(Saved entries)
□ □ □

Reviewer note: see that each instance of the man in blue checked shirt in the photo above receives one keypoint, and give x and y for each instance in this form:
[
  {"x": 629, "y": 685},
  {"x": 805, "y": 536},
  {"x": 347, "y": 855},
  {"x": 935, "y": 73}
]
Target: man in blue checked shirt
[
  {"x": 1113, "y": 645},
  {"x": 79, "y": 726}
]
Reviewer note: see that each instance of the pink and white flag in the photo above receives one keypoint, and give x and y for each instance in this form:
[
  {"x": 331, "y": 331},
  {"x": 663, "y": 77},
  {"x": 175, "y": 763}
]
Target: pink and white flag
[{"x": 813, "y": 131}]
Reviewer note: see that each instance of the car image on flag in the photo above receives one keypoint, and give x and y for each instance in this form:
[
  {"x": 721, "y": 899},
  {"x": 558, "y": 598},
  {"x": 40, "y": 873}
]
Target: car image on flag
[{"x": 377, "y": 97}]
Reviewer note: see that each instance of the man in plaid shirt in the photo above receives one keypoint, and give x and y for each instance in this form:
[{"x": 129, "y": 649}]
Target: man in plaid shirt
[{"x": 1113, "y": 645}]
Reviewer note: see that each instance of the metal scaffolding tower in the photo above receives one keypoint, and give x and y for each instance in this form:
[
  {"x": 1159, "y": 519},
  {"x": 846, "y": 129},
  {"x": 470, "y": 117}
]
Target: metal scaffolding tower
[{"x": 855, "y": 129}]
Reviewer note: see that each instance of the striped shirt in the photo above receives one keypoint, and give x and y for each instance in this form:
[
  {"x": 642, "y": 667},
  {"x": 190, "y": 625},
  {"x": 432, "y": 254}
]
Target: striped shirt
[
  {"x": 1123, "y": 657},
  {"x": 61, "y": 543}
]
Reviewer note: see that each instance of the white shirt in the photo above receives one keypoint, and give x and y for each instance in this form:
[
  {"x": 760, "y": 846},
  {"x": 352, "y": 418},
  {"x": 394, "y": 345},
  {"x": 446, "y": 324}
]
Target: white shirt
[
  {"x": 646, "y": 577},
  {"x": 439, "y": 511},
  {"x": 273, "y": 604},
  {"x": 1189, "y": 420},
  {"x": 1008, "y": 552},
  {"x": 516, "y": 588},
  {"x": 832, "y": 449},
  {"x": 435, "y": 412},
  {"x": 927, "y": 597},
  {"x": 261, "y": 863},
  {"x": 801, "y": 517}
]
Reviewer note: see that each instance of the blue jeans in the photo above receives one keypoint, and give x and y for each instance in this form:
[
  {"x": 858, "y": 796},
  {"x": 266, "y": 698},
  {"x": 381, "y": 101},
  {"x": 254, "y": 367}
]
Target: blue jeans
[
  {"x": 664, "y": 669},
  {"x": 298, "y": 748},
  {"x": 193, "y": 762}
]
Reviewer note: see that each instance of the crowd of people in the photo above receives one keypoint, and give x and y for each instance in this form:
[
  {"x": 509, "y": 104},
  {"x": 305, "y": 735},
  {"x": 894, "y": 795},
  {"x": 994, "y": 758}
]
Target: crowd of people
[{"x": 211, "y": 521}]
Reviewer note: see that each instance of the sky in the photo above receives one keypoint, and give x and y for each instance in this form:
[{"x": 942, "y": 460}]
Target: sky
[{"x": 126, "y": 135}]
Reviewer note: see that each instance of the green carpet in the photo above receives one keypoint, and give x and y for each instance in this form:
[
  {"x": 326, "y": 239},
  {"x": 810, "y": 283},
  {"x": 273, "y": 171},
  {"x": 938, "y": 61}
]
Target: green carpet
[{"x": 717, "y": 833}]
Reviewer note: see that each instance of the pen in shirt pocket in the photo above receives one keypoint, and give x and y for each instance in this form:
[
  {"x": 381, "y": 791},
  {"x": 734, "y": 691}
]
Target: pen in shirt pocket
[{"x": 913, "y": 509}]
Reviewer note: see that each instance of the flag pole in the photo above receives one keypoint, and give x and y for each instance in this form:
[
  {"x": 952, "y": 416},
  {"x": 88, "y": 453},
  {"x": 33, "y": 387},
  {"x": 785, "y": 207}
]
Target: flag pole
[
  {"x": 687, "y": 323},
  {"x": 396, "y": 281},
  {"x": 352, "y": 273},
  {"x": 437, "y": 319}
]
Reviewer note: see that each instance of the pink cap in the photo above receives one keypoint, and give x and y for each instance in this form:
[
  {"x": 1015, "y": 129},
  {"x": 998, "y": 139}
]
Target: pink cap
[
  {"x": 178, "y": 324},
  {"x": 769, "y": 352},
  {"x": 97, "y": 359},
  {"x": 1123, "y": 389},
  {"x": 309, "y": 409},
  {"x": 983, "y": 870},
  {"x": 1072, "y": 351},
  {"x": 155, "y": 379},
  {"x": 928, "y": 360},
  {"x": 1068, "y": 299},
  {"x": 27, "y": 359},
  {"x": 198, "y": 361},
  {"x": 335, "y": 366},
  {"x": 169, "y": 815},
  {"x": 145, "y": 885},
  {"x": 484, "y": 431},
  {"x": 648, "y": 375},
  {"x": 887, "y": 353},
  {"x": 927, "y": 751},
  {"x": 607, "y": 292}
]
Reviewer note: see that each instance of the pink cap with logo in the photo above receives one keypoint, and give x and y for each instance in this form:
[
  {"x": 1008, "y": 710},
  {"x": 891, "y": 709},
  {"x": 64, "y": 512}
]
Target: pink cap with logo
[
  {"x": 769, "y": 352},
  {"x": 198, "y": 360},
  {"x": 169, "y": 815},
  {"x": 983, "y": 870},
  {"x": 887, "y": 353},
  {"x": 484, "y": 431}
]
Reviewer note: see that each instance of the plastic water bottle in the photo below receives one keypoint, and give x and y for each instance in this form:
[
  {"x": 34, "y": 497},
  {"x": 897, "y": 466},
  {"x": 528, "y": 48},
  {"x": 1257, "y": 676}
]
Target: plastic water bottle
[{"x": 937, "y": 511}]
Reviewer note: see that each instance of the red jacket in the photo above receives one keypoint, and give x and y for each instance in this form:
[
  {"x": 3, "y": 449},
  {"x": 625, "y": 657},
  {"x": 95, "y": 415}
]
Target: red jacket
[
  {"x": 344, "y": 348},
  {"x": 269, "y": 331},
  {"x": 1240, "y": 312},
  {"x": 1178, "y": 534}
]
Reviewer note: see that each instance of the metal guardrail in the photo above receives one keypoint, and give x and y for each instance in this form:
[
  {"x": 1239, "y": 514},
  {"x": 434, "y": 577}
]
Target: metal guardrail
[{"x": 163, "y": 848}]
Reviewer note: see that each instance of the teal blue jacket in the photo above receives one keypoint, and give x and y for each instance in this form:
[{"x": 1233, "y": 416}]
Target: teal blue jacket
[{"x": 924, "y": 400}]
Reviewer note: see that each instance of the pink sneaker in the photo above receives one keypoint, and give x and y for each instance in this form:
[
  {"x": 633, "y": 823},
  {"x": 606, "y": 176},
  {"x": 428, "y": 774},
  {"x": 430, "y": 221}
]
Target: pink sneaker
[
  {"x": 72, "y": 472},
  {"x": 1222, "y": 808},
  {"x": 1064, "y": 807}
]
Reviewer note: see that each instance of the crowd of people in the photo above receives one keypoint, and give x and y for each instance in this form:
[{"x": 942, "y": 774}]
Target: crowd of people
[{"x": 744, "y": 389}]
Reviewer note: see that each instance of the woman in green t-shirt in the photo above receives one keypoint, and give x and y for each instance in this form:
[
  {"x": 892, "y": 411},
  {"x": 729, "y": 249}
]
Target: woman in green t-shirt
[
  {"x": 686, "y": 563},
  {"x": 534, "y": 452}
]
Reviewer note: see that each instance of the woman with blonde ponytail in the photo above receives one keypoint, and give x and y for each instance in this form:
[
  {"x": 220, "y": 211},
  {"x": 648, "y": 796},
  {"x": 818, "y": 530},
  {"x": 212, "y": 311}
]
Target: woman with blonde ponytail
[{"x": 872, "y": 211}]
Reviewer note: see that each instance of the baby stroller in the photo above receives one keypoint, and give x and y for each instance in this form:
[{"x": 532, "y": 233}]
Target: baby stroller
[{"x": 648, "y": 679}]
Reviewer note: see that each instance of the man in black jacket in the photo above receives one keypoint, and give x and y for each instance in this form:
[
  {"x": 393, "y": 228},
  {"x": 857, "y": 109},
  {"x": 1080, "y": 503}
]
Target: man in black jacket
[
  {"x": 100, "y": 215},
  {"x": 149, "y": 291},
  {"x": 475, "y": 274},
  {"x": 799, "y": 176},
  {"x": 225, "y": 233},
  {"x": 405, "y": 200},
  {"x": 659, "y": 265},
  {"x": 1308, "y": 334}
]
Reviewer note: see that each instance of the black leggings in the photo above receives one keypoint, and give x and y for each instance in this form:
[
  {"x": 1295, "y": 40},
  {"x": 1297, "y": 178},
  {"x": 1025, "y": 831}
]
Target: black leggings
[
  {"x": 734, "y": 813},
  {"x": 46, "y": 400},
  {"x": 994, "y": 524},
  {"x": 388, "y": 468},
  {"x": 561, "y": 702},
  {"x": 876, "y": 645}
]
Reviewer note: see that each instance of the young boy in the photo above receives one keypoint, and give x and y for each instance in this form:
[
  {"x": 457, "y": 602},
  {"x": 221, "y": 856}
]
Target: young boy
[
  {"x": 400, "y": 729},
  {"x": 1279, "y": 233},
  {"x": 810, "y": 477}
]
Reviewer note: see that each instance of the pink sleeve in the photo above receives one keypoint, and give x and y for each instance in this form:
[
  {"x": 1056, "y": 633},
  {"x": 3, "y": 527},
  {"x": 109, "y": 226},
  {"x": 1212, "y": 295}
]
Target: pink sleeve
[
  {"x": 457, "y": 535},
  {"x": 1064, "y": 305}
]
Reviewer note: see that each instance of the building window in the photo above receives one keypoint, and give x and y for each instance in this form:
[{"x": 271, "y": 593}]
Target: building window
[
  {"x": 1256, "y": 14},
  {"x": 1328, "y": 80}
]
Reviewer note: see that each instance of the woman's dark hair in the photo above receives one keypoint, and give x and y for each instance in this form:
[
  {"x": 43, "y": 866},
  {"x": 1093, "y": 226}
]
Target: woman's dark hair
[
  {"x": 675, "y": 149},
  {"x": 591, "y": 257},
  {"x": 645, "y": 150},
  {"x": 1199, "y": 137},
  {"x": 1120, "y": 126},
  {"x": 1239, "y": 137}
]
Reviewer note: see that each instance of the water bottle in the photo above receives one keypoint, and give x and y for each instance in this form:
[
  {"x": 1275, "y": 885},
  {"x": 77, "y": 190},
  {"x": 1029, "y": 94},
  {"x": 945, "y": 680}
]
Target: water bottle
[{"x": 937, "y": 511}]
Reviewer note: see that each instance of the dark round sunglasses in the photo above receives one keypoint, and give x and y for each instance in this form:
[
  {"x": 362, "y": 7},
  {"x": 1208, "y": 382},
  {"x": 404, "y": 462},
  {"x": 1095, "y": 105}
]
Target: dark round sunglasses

□ □ □

- [Your task] Above are several records. Count the lines among them that contain "round" and give only the total.

- [Expected output] 2